(Records of labeled boxes)
··········
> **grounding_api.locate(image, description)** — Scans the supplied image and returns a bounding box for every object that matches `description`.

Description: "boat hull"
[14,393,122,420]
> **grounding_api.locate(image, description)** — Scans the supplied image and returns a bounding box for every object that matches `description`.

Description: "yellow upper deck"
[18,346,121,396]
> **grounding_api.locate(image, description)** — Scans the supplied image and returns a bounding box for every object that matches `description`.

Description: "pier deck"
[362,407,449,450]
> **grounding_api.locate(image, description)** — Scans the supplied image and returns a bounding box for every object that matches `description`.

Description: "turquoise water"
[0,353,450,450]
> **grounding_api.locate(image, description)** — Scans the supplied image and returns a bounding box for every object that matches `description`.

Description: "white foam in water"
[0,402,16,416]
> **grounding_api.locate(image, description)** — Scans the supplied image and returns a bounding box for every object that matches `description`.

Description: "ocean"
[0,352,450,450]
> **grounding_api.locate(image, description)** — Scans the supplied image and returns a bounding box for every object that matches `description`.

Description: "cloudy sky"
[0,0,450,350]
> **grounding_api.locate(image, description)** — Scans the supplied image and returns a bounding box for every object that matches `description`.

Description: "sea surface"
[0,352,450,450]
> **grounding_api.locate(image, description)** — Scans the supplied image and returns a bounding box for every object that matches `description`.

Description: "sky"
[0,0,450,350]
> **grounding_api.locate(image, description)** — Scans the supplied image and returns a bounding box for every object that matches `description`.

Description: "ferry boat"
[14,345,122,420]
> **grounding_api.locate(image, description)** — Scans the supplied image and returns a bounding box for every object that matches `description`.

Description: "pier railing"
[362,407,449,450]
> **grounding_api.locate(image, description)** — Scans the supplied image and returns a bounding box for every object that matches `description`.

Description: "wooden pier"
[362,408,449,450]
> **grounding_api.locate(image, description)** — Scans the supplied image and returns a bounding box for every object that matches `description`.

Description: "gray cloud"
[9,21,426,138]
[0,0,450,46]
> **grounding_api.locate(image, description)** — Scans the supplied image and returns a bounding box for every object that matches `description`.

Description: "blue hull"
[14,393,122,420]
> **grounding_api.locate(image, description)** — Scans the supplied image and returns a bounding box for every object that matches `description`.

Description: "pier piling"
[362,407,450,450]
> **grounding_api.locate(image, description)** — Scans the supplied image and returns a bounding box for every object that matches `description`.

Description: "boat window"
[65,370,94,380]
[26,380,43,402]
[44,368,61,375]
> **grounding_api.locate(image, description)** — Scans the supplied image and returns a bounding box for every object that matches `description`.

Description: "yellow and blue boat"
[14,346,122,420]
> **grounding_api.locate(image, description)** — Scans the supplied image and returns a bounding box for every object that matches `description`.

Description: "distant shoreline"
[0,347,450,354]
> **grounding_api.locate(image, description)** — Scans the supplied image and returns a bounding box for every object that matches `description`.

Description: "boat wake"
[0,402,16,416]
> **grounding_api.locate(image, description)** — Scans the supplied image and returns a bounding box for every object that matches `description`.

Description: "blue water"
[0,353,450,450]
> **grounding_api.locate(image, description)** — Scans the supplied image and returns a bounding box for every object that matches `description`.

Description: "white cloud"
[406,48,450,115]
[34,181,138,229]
··········
◆ Exercise ◆
The data above must be returned in full, exactly as written.

◆ Answer to this problem ◆
> **grounding_api.locate(image, description)** — Scans the supplied image and returns a bounding box for every object that matches `description`.

Description: "boat hull"
[14,393,122,420]
> **grounding_api.locate(image, description)** — Scans the supplied image and returns a bounding box for every object that matches `description`.

Description: "yellow upper deck"
[18,346,121,396]
> **grounding_api.locate(image, description)** — Scans the supplied image and returns a bounding box for every object that matches `description`.

Description: "pier deck"
[362,407,449,450]
> **grounding_api.locate(image, description)** — Scans the supplied image and returns a bounding box for every object that matches `description`.

Description: "turquoise water"
[0,353,450,450]
> **grounding_api.locate(image, description)** — Scans the supplied image and returns a bounding box for every object that matches `description`.

Description: "white foam in water"
[0,402,16,416]
> **grounding_api.locate(image, description)** — Scans the supplied image and returns a bounding box for every object that matches `description`.

Description: "ocean"
[0,352,450,450]
> **grounding_api.locate(image, description)** — Scans the supplied image and returns a bounding box for every object that matches `description`.

Description: "cloudy sky"
[0,0,450,350]
> **grounding_api.locate(image, description)** — Scans the supplied image and returns a bounding box for every object that matches `description`.

Description: "sea surface"
[0,352,450,450]
> **grounding_api.locate(image, description)** — Scans the supplied image and returns a bounding box for every object that matches `description`.

Description: "sky"
[0,0,450,350]
> **grounding_api.locate(image, description)** — Scans the supplied image and returns a bounding box for every object that matches `description`.

Description: "ferry boat"
[14,345,122,420]
> **grounding_api.locate(image, description)** — Scans the supplied image and returns a bounding box for every object that matches `description`.

Description: "pier railing"
[362,407,449,450]
> **grounding_api.locate(image, description)** — Scans the supplied image and returns a bounding box for every object that matches `description`.

Description: "wooden pier"
[362,408,449,450]
> **grounding_api.locate(image, description)** — Scans the supplied image and returns a bounding box for every object that matches `description`.

Description: "gray cloud"
[9,21,426,138]
[0,0,450,46]
> **grounding_api.locate(image, description)** — Scans the supplied image and returns a bounding box for every object that matches `description`.

Description: "blue hull"
[14,393,122,420]
> **grounding_api.locate(image, description)** — Scans the supplied image and returns a bounding box for every object that matches `description`.

Description: "pier piling"
[362,407,450,450]
> **grounding_api.locate(image, description)** — Scans the supplied image and returns a bounding box for every object that matches `description`.

Description: "boat window"
[65,370,94,380]
[26,380,43,402]
[44,368,61,375]
> **grounding_api.locate(image, description)** — Scans the supplied image and returns a bounding box for every object that matches `description`.

Description: "yellow and blue boat"
[14,346,122,420]
> **grounding_api.locate(image, description)** — Scans the supplied image and returns a bounding box for every object that matches `description`.

Description: "distant shoreline"
[0,347,450,354]
> **grounding_api.locate(image, description)** — Scans the supplied image and returns a bounding box for every object that matches `description`.

Description: "boat wake"
[0,402,16,416]
> **grounding_api.locate(image, description)** — Scans the supplied image and returns a bounding box for every object that matches `description`.

Description: "blue water"
[0,353,450,450]
> **grounding_api.locate(image, description)** — Scans the supplied image and returns a bounding box for every object that matches `description`.

Description: "white cloud"
[406,48,450,115]
[34,181,138,229]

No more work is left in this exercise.